━━━ EXTRAIT DES DONNÉES ━━━

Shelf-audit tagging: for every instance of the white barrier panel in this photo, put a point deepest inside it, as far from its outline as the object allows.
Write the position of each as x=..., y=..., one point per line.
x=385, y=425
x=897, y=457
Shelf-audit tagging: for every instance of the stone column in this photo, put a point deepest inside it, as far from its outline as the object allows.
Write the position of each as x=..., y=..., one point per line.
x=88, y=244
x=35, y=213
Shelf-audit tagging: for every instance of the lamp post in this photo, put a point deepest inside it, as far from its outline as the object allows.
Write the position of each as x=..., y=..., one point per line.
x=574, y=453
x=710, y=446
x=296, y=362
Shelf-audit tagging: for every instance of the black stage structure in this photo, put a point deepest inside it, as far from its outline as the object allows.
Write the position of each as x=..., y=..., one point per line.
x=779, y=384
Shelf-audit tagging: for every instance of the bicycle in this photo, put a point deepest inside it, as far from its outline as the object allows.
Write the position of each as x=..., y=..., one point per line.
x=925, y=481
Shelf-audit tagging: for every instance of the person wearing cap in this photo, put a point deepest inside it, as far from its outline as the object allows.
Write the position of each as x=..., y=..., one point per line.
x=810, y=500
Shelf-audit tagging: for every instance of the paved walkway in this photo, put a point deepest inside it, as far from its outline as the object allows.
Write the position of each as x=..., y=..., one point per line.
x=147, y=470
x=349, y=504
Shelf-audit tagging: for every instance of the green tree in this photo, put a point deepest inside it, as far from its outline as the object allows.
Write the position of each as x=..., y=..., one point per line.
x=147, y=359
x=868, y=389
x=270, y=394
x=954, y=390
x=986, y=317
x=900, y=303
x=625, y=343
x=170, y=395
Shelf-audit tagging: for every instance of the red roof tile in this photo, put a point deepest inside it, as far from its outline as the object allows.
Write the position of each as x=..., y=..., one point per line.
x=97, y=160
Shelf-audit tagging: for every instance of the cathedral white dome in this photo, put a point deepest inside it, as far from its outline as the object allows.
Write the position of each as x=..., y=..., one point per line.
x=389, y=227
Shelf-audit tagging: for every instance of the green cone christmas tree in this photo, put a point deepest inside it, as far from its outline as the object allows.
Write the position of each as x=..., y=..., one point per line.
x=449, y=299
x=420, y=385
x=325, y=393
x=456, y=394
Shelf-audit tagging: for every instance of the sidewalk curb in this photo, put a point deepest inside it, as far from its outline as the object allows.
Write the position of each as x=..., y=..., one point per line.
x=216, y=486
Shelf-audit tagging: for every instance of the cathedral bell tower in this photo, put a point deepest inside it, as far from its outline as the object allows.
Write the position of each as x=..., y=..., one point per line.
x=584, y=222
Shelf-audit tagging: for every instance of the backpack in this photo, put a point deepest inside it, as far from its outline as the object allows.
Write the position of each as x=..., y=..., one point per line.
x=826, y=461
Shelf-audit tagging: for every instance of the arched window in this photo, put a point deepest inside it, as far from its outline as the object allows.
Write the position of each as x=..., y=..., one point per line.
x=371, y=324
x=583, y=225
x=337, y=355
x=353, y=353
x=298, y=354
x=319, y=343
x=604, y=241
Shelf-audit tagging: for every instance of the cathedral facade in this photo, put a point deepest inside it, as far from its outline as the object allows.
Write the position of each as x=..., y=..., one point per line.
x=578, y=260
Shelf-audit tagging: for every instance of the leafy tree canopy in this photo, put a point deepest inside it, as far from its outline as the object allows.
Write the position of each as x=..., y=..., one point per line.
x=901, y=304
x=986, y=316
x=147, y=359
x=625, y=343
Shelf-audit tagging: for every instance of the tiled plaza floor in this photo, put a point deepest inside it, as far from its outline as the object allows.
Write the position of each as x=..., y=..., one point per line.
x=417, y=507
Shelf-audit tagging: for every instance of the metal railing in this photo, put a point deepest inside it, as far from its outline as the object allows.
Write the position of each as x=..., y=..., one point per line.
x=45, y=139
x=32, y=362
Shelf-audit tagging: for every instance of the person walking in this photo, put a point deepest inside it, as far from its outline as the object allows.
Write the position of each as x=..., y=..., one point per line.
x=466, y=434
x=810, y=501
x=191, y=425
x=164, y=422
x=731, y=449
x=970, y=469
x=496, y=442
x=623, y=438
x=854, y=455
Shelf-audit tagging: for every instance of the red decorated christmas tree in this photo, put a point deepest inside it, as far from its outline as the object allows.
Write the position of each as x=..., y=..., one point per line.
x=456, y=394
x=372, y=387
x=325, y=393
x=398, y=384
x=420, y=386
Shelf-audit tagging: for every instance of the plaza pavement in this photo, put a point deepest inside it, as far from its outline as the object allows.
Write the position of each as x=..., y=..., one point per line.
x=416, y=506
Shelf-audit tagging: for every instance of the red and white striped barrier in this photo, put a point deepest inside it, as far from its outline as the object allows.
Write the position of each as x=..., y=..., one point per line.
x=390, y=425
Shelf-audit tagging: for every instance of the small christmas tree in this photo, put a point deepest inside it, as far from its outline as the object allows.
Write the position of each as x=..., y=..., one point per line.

━━━

OBJECTIF
Recopiez à l'identique tout ce qui va du début des items jusqu'à la ligne contenant « x=35, y=213 », cette ligne comprise.

CORRIGÉ DÉTAILLÉ
Shelf-audit tagging: for every instance of the white barrier panel in this photo, put a point deepest inside it, as far from its outline as the object allows.
Write the position of each as x=..., y=..., one point per line.
x=385, y=425
x=897, y=457
Shelf-audit tagging: for every instance of the stone column in this photo, put a point deepest inside it, as far from its outline as the object allows.
Write the position of each as x=..., y=..., one point per line.
x=88, y=244
x=35, y=213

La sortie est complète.